■ EXTRAIT À LIRE ■
'''

La Terre est bleue comme une économie circulaire
Il est le promoteur du premier tissu d’ameublement 100% recyclable utilisé aujourd’hui pour les sièges des Airbus A380. Albin Kälin, fondateur et PDG d’EPEA Switzerland GmbH, exhorte l’industrie mondiale à emprunter le chemin de l’économie circulaire en adoptant la méthode Cradle to Cradle®.
Quelle est la mission d’EPEA Switzerland et de sa certification C2C ?
Albin Kälin : Nous nous définissons comme des partenaires de l’industrie. Nous coachons et aidons des entreprises à développer des concepts innovants, selon le modèle Cradle to Cradle qui certifie la recyclabilité à 100% d’un objet ou d’un composant. EPEA Switzerland, acronyme d’« Encouragement de l’agence de protection de l’environnement », compte 18 personnes toutes issues de l’industrie. La partie analyse est confiée à EPEA Hambourg qui rassemble des biologistes, des chimistes et des ingénieurs de l’environnement. Pour plus d’objectivité, notre entité Slovène attribue les certifications C2C (ndlr : bronze, argent ou or). Aujourd’hui, environ 6’000 produits ont reçu le label dont une centaine en Suisse. Nous n’avons pas vocation à toucher aux produits existants de nos clients ; nous les aidons à en élaborer de nouveaux dont la qualité des matières premières sera maintenue au travers de plusieurs cycles de vie et le cas échéant leurs déchets transformés en nutriments pour la biosphère. C’est le principe du déchets = nourriture.
Ces nouveautés pourraient dans un second temps s’appliquer aux produits existants…
Absolument. Ces nouvelles valeurs vont pouvoir s’appliquer finalement dans toute l’entreprise. Tout l’enjeu est de trouver un chemin économique viable dans ce nouveau contexte. Mais si ce défi complexe est relevé alors il sera applicable dans de nombreux autres domaines. Avec la marque Wolford par exemple, après cinq ans de développement et de recherche sur les matériaux, les produits chimiques, les colorants, nous sommes arrivés à créer un produit de luxe entière-ment recyclable et compostable. Le résultat que nous avons atteint est inégalé dans le monde.

'''

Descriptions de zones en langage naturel

'''

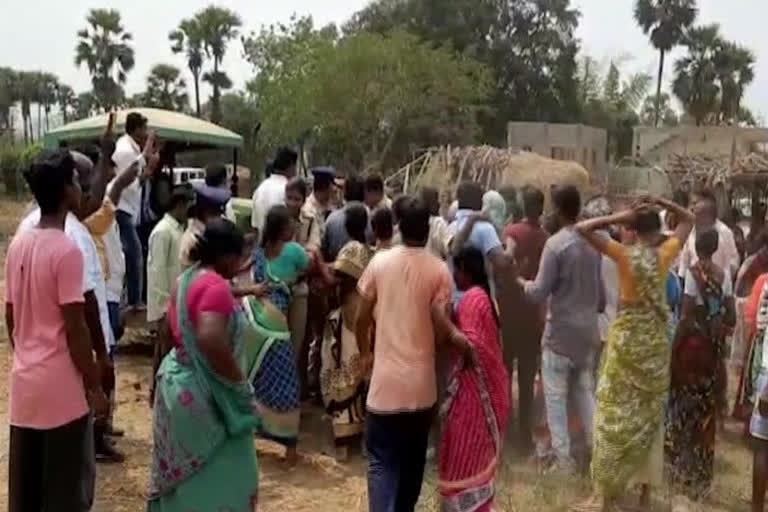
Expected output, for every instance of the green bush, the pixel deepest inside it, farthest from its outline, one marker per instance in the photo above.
(14, 160)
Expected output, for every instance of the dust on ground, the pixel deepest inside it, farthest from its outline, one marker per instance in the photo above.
(319, 483)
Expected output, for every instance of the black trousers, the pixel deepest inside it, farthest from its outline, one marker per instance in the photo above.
(51, 470)
(397, 453)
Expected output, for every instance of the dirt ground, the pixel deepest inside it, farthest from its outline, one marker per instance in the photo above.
(318, 483)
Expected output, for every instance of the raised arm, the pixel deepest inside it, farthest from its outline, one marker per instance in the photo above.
(466, 230)
(541, 288)
(588, 228)
(685, 218)
(122, 181)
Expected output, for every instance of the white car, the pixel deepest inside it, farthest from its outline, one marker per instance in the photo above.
(189, 175)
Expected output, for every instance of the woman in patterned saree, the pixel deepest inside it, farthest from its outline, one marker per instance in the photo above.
(342, 377)
(698, 371)
(278, 262)
(476, 410)
(752, 320)
(632, 393)
(203, 456)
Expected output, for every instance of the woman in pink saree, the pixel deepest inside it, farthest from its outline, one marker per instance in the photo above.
(476, 410)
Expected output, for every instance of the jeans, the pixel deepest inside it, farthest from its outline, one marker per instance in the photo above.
(114, 320)
(397, 450)
(562, 379)
(134, 260)
(51, 469)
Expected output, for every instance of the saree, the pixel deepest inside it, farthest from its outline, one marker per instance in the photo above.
(273, 374)
(697, 381)
(342, 382)
(474, 413)
(753, 361)
(632, 392)
(203, 456)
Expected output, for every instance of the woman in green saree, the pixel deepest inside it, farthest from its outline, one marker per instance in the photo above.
(634, 382)
(203, 456)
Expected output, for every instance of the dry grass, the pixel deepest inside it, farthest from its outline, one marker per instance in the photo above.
(319, 484)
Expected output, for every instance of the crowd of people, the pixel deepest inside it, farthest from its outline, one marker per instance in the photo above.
(406, 325)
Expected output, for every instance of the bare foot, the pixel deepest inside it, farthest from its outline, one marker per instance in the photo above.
(342, 454)
(291, 457)
(645, 497)
(595, 503)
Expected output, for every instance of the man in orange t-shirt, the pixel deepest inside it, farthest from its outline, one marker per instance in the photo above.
(399, 289)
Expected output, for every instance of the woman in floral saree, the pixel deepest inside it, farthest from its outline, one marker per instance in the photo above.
(278, 263)
(203, 456)
(754, 322)
(698, 371)
(632, 393)
(476, 410)
(342, 377)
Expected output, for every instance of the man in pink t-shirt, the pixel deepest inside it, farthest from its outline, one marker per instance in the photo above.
(54, 375)
(399, 288)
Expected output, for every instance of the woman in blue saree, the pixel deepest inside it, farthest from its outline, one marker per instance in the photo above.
(203, 456)
(277, 263)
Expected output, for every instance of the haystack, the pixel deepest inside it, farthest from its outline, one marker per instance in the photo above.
(446, 167)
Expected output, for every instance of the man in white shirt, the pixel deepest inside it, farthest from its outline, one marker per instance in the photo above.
(271, 191)
(128, 150)
(727, 255)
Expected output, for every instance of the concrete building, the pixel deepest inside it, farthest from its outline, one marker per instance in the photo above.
(583, 144)
(656, 144)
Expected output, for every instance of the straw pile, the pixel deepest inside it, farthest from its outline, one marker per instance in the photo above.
(700, 169)
(494, 168)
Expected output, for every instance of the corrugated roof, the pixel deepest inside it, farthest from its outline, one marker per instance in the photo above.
(166, 124)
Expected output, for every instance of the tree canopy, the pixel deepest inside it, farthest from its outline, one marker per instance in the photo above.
(104, 47)
(711, 78)
(166, 89)
(529, 46)
(363, 100)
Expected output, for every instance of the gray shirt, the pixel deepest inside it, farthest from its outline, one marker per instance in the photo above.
(336, 236)
(570, 277)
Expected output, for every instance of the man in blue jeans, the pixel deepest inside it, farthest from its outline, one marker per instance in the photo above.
(128, 150)
(402, 285)
(570, 277)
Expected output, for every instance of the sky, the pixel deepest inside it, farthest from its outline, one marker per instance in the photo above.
(41, 34)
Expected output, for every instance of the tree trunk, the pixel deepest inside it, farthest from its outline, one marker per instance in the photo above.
(39, 121)
(658, 89)
(197, 92)
(215, 111)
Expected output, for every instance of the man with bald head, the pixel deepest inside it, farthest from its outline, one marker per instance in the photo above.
(727, 255)
(93, 181)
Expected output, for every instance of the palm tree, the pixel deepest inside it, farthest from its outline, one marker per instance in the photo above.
(49, 83)
(9, 96)
(104, 46)
(28, 89)
(666, 22)
(165, 88)
(189, 38)
(65, 97)
(695, 83)
(85, 105)
(648, 110)
(218, 27)
(735, 71)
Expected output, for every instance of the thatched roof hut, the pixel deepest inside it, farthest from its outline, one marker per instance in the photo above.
(446, 167)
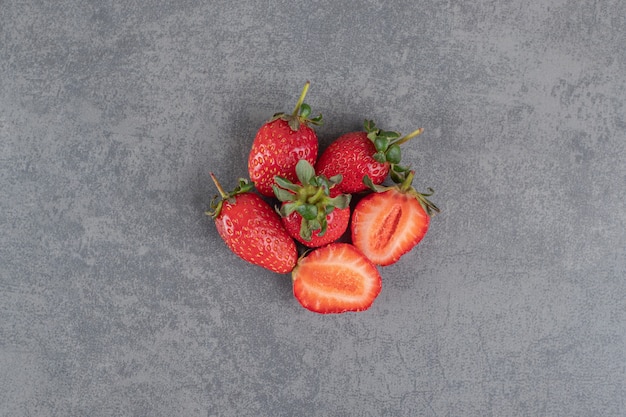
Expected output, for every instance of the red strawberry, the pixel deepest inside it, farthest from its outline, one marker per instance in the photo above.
(314, 212)
(354, 155)
(280, 144)
(390, 222)
(336, 278)
(252, 229)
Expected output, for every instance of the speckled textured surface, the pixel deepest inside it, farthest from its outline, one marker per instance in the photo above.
(117, 297)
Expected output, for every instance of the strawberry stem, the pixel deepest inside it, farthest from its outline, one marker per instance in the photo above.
(219, 187)
(410, 136)
(305, 89)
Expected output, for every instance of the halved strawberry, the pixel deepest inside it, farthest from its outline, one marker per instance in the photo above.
(374, 153)
(280, 143)
(391, 221)
(313, 211)
(336, 278)
(252, 229)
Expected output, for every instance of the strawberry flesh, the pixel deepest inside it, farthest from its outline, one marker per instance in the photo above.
(387, 225)
(336, 278)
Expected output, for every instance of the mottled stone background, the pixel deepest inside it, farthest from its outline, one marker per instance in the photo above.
(117, 297)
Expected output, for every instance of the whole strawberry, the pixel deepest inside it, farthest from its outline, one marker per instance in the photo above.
(252, 229)
(374, 153)
(313, 210)
(389, 222)
(281, 143)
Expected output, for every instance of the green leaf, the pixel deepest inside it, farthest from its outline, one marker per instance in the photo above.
(380, 157)
(336, 179)
(369, 125)
(389, 134)
(395, 177)
(316, 120)
(305, 110)
(304, 171)
(287, 209)
(286, 184)
(399, 168)
(394, 154)
(370, 184)
(341, 201)
(307, 211)
(381, 143)
(282, 194)
(294, 123)
(305, 230)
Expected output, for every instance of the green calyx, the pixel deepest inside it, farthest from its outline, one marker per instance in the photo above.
(405, 186)
(387, 144)
(301, 113)
(311, 198)
(243, 186)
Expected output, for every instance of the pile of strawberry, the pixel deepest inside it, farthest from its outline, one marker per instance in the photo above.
(313, 209)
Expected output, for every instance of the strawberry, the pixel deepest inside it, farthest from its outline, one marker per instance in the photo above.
(388, 223)
(373, 152)
(313, 211)
(280, 143)
(336, 278)
(252, 229)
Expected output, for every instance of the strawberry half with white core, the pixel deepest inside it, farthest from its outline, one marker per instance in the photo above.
(391, 221)
(336, 278)
(313, 210)
(252, 229)
(374, 153)
(281, 143)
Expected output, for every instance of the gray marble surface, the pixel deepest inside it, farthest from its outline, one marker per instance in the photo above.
(117, 297)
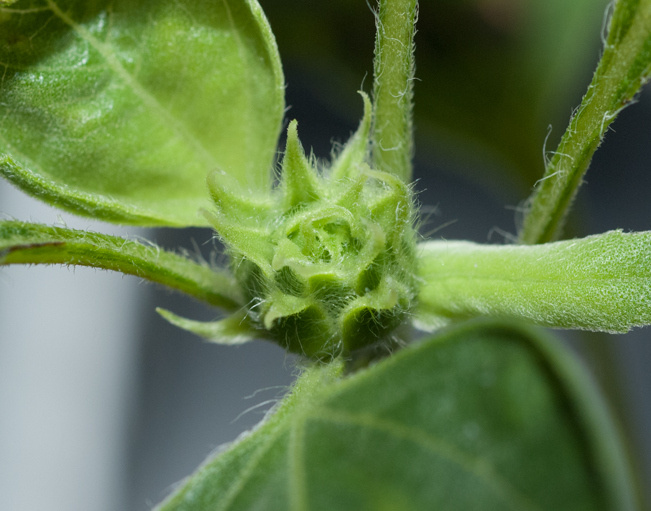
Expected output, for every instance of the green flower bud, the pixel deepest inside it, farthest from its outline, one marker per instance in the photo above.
(327, 262)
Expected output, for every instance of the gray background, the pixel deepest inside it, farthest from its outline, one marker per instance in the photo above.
(104, 406)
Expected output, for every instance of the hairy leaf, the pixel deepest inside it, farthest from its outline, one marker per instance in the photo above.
(485, 417)
(25, 243)
(601, 282)
(119, 110)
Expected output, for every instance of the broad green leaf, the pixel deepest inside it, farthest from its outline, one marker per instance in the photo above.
(119, 110)
(601, 282)
(25, 243)
(393, 69)
(483, 417)
(624, 67)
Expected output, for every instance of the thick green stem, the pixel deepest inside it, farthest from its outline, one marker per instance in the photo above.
(624, 67)
(393, 68)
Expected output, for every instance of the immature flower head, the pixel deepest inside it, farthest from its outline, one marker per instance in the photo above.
(327, 261)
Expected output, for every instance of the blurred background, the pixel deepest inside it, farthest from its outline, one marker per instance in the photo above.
(104, 406)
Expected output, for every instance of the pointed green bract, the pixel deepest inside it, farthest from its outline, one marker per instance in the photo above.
(25, 243)
(601, 282)
(327, 265)
(298, 177)
(119, 110)
(484, 417)
(624, 67)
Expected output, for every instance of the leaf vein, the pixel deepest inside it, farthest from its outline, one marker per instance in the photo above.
(482, 470)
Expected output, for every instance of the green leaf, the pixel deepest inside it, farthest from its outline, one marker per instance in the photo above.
(393, 70)
(119, 110)
(484, 417)
(601, 282)
(624, 67)
(25, 243)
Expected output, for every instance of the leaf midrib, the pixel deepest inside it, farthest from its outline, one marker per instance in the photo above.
(114, 64)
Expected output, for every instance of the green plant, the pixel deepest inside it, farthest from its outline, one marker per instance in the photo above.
(326, 263)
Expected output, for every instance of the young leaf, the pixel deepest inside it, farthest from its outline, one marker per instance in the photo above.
(601, 282)
(624, 67)
(484, 417)
(25, 243)
(119, 110)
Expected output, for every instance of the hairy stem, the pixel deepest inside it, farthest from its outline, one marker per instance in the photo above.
(393, 68)
(624, 67)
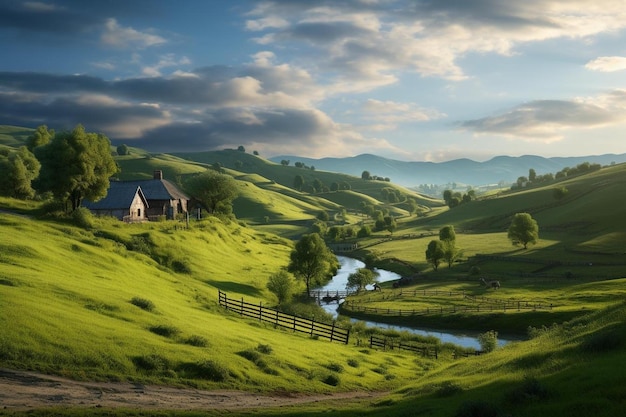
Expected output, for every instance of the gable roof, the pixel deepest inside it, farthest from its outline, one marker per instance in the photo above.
(119, 196)
(158, 189)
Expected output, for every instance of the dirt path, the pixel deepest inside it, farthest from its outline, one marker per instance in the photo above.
(21, 390)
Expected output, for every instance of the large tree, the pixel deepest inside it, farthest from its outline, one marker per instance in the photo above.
(19, 169)
(360, 279)
(282, 285)
(312, 261)
(215, 192)
(435, 253)
(76, 165)
(447, 236)
(40, 137)
(524, 230)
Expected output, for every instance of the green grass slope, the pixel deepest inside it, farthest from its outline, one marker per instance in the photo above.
(139, 302)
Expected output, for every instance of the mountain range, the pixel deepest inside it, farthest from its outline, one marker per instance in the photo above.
(504, 169)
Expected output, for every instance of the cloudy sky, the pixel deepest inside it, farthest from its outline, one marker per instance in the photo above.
(416, 80)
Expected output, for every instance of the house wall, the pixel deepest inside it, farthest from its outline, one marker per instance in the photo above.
(137, 210)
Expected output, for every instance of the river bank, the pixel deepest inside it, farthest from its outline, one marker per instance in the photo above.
(447, 329)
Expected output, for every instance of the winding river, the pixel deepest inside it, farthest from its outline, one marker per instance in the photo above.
(350, 265)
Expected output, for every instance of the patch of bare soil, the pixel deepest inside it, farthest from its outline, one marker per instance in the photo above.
(21, 390)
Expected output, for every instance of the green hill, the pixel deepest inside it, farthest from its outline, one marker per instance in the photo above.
(138, 302)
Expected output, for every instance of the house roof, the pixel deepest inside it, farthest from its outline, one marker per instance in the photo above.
(119, 196)
(158, 189)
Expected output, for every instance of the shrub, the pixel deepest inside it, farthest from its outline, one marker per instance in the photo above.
(488, 341)
(164, 330)
(142, 303)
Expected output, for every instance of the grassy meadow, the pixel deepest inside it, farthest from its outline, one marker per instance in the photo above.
(138, 302)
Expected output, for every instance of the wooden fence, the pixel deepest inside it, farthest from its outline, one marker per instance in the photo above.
(391, 344)
(295, 323)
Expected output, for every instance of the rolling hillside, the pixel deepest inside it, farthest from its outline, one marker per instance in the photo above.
(138, 302)
(460, 171)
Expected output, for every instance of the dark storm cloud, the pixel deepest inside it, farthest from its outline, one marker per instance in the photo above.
(36, 82)
(45, 18)
(227, 128)
(65, 113)
(540, 118)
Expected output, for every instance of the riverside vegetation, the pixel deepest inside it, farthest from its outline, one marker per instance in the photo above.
(95, 299)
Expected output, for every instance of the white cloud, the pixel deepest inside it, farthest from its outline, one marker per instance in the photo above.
(127, 37)
(547, 121)
(607, 64)
(391, 113)
(363, 45)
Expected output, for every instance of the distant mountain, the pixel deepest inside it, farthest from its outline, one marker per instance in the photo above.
(460, 171)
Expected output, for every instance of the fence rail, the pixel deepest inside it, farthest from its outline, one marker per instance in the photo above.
(295, 323)
(391, 344)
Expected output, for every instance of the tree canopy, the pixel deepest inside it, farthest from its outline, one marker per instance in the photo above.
(524, 230)
(361, 278)
(215, 192)
(76, 165)
(435, 253)
(19, 169)
(312, 261)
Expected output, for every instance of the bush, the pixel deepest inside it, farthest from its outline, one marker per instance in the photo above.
(488, 341)
(142, 303)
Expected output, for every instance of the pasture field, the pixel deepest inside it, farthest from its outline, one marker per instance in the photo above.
(138, 302)
(81, 304)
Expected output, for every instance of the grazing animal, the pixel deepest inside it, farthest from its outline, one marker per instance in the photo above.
(491, 284)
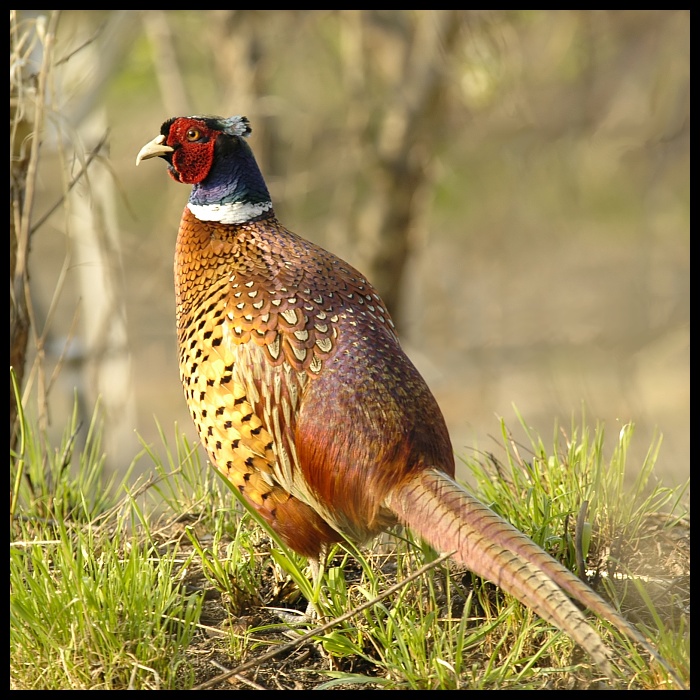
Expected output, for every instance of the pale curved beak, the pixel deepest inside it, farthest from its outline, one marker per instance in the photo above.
(153, 149)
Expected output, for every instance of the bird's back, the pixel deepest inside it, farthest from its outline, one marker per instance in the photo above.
(296, 381)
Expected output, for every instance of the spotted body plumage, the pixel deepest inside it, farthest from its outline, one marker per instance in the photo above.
(304, 399)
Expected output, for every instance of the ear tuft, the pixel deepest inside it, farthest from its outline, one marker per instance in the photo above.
(236, 126)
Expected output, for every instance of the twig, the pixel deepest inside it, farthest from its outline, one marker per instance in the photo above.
(319, 630)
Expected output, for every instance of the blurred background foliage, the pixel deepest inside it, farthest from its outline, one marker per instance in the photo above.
(515, 183)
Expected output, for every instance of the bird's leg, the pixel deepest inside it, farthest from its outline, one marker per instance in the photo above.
(317, 565)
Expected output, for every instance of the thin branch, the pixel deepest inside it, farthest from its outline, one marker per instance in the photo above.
(93, 154)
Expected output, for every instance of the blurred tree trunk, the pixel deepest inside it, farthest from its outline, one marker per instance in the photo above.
(27, 93)
(396, 142)
(408, 55)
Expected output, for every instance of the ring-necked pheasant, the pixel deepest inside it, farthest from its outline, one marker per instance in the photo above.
(304, 399)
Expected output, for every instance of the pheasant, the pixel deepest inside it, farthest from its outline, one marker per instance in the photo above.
(304, 399)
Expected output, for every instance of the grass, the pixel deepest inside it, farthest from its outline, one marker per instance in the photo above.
(170, 583)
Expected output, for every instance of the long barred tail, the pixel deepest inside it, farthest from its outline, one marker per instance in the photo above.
(450, 519)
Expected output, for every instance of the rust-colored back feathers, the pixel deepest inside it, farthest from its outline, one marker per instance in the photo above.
(304, 399)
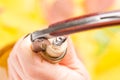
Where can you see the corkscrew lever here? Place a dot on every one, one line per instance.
(78, 24)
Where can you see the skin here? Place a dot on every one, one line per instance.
(24, 64)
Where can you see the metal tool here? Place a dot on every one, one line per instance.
(54, 52)
(82, 23)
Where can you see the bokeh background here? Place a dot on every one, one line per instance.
(98, 49)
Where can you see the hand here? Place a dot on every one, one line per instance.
(24, 64)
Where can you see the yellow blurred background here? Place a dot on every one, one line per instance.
(98, 49)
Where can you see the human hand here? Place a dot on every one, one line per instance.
(24, 64)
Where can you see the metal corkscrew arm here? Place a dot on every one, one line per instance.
(54, 51)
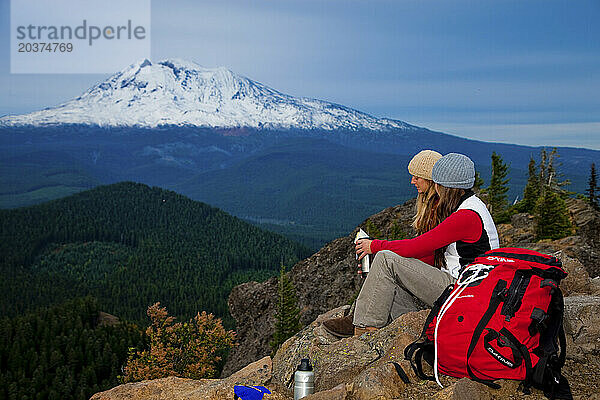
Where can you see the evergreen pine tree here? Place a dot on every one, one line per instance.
(531, 191)
(478, 181)
(498, 187)
(550, 213)
(593, 189)
(287, 315)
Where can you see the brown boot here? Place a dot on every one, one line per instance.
(358, 330)
(340, 327)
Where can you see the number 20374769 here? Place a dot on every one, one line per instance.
(39, 47)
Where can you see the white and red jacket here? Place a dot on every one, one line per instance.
(468, 232)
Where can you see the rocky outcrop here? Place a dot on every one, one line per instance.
(328, 278)
(172, 388)
(323, 281)
(361, 367)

'''

■ SÉRIE DE TÂCHES ■
**a)** Recopiez mot pour mot le passage de l'entretien sur l'économie circulaire qui va de « La Terre est » jusqu'à « certification C2C ? » inclus.
**b)** Selon l'entretien sur l'économie circulaire, combien de personnes travaillent chez EPEA Switzerland ?
**c)** Poursuivez l'entretien sur l'économie circulaire à partir de l'endroit où il s'arrête.
Le matériel ne joue ici aucun rôle.

■ RÉPONSES CI-DESSOUS ■
**a)**
La Terre est bleue comme une économie circulaire
Il est le promoteur du premier tissu d’ameublement 100% recyclable utilisé aujourd’hui pour les sièges des Airbus A380. Albin Kälin, fondateur et PDG d’EPEA Switzerland GmbH, exhorte l’industrie mondiale à emprunter le chemin de l’économie circulaire en adoptant la méthode Cradle to Cradle®.
Quelle est la mission d’EPEA Switzerland et de sa certification C2C ?

**b)** 18 personnes, toutes issues de l'industrie.

**c)**
Pourquoi une entreprise décide-t-elle de vous suivre ?
Le but est de créer quelque chose de nouveau, de meilleur. Cela peut leur donner de réelles opportunités économiques… Mais souvent le désir d’un changement vient d’un entrepreneur ou d’un manager qui s’est senti concerné personnellement et responsable du bien-être des générations à venir. Si les consommateurs les encouragent aussi à prendre cette voie, on peut compter désormais sur la montée des exigences de l’Union européenne. Cela devrait nous donner un peu plus de poids.
Cette conscience écologique prend-elle de l’ampleur au fil des années ?
Non, pas vraiment… pas assez. En Suisse, nous sommes les champions du monde du recyclage des PET et de l’incinération. Les personnes qui voudraient faire bouger les lignes doivent avoir un fort pouvoir de décision dans leur entreprise et beaucoup de conditions doivent être réunies, comme avoir une équipe à l’écoute. Mais, aujourd’hui, la question n’est plus d’agir, mais de réagir. La Suisse doit se décider à prendre le train qui est en marche.